== QUOTED TEXT ==

Goal: directly minimize over $(y_1, \dots, y_n)$

Kruskal algorithm

At $k$-th iteration let’s call configuration $Y^k$ with distance:

\[ D(y^k)_{ij} = \|y^k[i] - y^k[j]\|_2 \]

Use isotonic regression to find $\widetilde{D}^k$, the distance matrix satisfying the required ordering that is closest to $D(y^k)$.
Apply classical solution to $\widetilde{D}^k$, yielding $y^{k+1}$.
Repeat 1-3.

Potential problem: $\widetilde{D}^k$ may be non-Euclidean?
Will terminate when $Y$ is a configuration respecting the ordering that is $k$-Euclidean.

Non-metric for `NCI60` data

Non-metric on digits data

Variants of MDS

Kruskal’s algorithm directly optimizes over the configuration.
Classical method crosses the fingers and hopes a Euclidean configuration of rank $k$ exists.

Variants

Graph-based distances

(Essentially) uses classical MDS on distances derived from local properties of the dataset.
E.g. diffusion eigenmaps, ISOMAP

Cost function

Some methods directly optimize over configuration as well with different loss functions.
Local Linear Embedding, t-SNE, local MDS

Manifold learning

MDS looks to find low-dimensional approximation to $D$, i.e. points in a low dimension $k$ whose Euclidean distance is close to the distances implied by $k$.
Essentially a linearization of $D$…
Techniques that seek to model more general low-dimensional structure fall under manifold learning umbrella, though many (most?) involve some variant of MDS.

===

§ **COMPLETE THE FOLLOWING**
• A. Copy the passage on multidimensional scaling word for word, everything from "Classical method crosses" down to "different loss functions.".
• B. Pick up the passage on multidimensional scaling after its final sentence and carry it on.

== RECORDED INFORMATION ==

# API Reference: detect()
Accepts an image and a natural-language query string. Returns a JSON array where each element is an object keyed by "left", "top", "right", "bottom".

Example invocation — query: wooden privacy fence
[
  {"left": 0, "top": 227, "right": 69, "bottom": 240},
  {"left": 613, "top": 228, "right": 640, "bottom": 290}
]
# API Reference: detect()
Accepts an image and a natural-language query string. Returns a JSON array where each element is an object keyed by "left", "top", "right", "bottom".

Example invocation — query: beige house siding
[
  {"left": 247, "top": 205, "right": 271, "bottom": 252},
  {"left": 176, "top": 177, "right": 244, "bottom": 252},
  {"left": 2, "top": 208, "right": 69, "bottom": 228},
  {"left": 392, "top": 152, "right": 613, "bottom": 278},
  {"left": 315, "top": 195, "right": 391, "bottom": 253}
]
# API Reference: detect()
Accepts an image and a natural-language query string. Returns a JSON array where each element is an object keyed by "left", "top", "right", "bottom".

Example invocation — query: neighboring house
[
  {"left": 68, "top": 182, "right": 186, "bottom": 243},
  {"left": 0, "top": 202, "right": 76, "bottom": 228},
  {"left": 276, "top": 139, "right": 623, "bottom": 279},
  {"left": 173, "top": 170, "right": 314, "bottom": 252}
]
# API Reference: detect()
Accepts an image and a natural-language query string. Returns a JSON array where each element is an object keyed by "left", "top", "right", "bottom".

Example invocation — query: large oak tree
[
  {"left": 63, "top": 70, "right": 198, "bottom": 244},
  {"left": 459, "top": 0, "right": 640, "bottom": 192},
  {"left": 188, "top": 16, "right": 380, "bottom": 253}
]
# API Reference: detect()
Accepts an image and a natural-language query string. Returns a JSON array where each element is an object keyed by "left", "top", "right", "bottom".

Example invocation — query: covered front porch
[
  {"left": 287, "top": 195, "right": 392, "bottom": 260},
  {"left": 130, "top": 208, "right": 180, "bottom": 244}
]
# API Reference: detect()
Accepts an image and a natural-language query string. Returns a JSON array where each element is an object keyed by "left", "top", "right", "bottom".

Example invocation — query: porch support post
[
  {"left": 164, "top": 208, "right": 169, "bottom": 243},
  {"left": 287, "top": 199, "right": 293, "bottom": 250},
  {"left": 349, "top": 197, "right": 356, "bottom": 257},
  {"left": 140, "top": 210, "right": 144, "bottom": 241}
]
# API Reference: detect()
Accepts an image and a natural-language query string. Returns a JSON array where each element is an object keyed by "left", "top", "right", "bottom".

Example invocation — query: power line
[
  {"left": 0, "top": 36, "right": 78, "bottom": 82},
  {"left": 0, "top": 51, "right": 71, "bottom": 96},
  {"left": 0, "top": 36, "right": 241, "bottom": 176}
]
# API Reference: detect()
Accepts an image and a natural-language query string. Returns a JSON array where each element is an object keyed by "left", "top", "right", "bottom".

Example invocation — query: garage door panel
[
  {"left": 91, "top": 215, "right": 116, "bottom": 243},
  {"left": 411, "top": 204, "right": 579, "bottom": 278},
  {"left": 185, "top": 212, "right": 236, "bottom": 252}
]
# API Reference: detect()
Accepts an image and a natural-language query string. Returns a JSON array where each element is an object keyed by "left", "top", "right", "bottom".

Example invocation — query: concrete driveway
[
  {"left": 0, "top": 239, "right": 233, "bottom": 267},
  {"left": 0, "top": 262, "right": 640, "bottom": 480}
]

===

§ **PER-TASK ANSWERS**
• A.
Classical method crosses the fingers and hopes a Euclidean configuration of rank $k$ exists.

Variants

Graph-based distances

(Essentially) uses classical MDS on distances derived from local properties of the dataset.
E.g. diffusion eigenmaps, ISOMAP

Cost function

Some methods directly optimize over configuration as well with different loss functions.

• B.
See Wikipedia on nonlinear dimension reduction

Some examples

ISOMAP
Diffusion / Laplacian maps
Local linear embedding

Graph-based distances

ISOMAP

Classical MDS applied to a distance matrix formed by geodesic / graph distance on graph at scale $r$.

Graph distance

Let \[ D(i,j) = \text{length of shortest path between vertices $i$ and $j$ in $G_k$} \]
We can add weights, too… let $W=W_{ij}$ be a weight matrix, with \[ W_{ij} = \infty, \ \text{if $i$ not connected to $j$} \]
Set \[ D_W(i,j) = \min_{p: i \mapsto j}\sum_{e \in p} W_{e} \] where $p$ are all paths to connect $i$ to $j$ and a path is described by the edges $e$ it crosses.

Source: Balasubramanian et al.

LHS: points in curved 3d space.
RHS: $D_W$ passed through classical MDS.

ISOMAP can flatten data if there is a low-dimensional Euclidean configuration where the Euclidean distances well approximate the graph distances $D_W$.
Note: this means that the data has to be flattish in dimenion $k$ if ISOMAP is to “recover” the true structure.

Diffusion based graph distances

For symmetric $W$, let

\[ A_{ij} = e^{-W_{ij}} \]

Common choice

\[ A_{ij} = e^{-\kappa \|X[i]-X[j]\|^2_2/2}. \]

Let’s normalize the rows

\[ T_{ij} = \frac{A_{ij}}{\sum_{k:k \sim i} A_{ik}} = \frac{A_{ij}}{\pi_{i}} = (\Pi^{-1}A)_{ij} \]

This is a transition matrix for a Markov chain.

\[ P(X_{t+1}=j|X_{t}=i) = T_{ij}. \]

If a chain takes a long time to get to $j$ starting from $i$, then $j$ is far from $i$.

Associated to $T$ is its generator

\[ I-T \]

In unnormalized setting this corresponds to

\[ L = \Pi - A. \]

We see $(I-T)1=0$ (and $L1=0$):

\[ (I - T)f = f(i) - \text{Avg}_{j: j \sim i} f(j) \]

Eigenvalues of $I-T$ are those of generalized eigenvalue problem

\[ Lf = \lambda \Pi f, \qquad \Pi^{-1/2}L\Pi^{-1/2}h = \lambda h. \]

Eigenfunctions corresponding to small eigenvalues are smoother functions.

Kernels from graph

The matrix $L$ is non-negative definite… as is its (formal) inverse the Green’s function. Alternatively, $\Pi^{-1/2}L\Pi^{-1/2}$ is also non-negative definite as is its (formal) inverse.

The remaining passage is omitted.